### [EXCERPTED PASSAGE]
•••••

What that means practically is that more colleges and universities need to differentiate their offerings. As Jeffrey Selingo, the author of “Who Gets In and Why” and one of my favorite thinkers on higher education, put it in his newsletter:

the way college leaders have long defined differentiation is simply by tweaking the same product offered by thousands of other institutions for the same type of student (i.e. the 18-year-old, well-prepared high-school graduate whose parents attended college). Rather, they need to understand that learners of all ages have vastly different needs and then design very different programs that appeal to them.

Selingo outlines possible changes in a white paper (underwritten by Workday) called “Building a Flourishing Institution: Sustainable Business Models for the Decade Ahead.” In it, he notes that between 2010 and 2020, expenses per student outpaced revenues at both public and private institutions.

He offers suggestions for modifying the college experience, including the idea of a “low residency option,” which would allow students more time and space for internships or research in their preferred field, and moving from a traditional degree format to a situation in which “every graduate earns an industry-recognized certificate or skills-based credential alongside their bachelor’s degree.” He also sees a future in which more bachelor’s degrees can be completed in less than four years and more colleges create opportunities for lifelong learning.

•••••

### [DATASET CONTENT]

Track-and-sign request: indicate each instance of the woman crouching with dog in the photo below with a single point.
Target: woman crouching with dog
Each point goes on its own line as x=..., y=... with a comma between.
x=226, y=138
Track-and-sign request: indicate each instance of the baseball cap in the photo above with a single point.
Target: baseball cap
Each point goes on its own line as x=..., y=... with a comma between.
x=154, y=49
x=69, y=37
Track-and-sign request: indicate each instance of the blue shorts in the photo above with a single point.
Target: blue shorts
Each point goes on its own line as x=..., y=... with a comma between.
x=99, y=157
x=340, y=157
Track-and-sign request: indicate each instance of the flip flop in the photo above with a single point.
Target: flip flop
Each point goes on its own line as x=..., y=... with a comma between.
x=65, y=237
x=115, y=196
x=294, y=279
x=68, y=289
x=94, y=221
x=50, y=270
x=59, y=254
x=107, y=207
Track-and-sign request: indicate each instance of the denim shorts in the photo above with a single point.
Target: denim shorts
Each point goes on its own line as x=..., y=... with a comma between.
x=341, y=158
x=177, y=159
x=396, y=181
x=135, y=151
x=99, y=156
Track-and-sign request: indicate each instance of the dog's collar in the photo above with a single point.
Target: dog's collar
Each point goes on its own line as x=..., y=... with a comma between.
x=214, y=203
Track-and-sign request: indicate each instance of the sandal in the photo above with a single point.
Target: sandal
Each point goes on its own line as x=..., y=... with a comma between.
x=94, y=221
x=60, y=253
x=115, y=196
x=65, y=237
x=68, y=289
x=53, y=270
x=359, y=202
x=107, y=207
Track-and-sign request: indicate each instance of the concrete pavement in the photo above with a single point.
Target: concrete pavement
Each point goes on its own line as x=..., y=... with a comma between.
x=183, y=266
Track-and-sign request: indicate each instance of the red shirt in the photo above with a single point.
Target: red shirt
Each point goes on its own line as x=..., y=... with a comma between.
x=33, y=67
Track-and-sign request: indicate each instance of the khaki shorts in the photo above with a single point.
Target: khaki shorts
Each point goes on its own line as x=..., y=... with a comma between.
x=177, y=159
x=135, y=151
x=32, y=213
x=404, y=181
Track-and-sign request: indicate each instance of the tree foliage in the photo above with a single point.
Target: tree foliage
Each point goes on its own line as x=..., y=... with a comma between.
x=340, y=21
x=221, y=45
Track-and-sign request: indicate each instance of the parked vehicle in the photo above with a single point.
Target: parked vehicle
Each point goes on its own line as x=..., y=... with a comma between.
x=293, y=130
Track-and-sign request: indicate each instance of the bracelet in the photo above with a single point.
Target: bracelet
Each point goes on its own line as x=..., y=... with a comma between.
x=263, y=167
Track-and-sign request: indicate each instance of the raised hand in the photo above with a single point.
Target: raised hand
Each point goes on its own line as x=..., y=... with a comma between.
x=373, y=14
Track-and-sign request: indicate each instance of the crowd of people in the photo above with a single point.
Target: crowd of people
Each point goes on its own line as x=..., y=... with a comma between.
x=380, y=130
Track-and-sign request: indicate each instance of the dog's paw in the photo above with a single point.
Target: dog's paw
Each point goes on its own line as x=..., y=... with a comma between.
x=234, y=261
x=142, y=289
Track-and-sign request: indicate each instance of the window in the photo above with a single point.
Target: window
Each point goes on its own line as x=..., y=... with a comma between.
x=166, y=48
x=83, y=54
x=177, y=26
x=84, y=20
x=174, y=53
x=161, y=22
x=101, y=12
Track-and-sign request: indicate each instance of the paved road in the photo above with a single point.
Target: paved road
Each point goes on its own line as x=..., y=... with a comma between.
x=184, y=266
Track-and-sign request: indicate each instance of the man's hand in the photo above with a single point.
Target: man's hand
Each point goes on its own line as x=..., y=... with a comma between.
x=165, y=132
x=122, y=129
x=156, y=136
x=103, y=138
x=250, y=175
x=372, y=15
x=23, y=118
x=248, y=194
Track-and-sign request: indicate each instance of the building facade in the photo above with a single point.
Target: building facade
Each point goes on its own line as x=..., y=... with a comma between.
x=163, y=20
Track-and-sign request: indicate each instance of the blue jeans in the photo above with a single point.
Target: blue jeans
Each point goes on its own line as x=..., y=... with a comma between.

•••••

### [WHAT IS NEEDED]
Continue the article above on how colleges and universities should differentiate their offerings, starting right after its last sentence.

### [EXERCISE ANSWER]
But state governments need to do their part, too. Finally, in 2022, “for the first time since the Great Recession, inflation-adjusted education appropriations per F.T.E. were greater than pre-recession funding levels in 2008,” according to the most recent State Higher Education Finance report — though some of that funding was Covid stimulus money, which, the report notes, will eventually run out, prompting states to face “difficult budgetary decisions.”

So much of the cost of college has been pushed onto families over the past 40 years. Per the SHEF report, the student share — “a measure of the proportion of total education revenue at public institutions coming from net tuition revenue” — has doubled since 1980, going to 41.7 percent from 20.9 percent.

This is a decades-long problem in the making, and there isn’t going to be one straightforward solution for every school or every state, because each has its unique challenges, history and population to reckon with. So higher ed needs to get creative — and fast — to stem the tide of school closings and regain the confidence of Americans. It pains me to think that education, which should be available to everyone who wants to expand his mind, has to come down to return on investment. But it’s criminal to ask families to take on permanent debt with little guarantee of relief or success.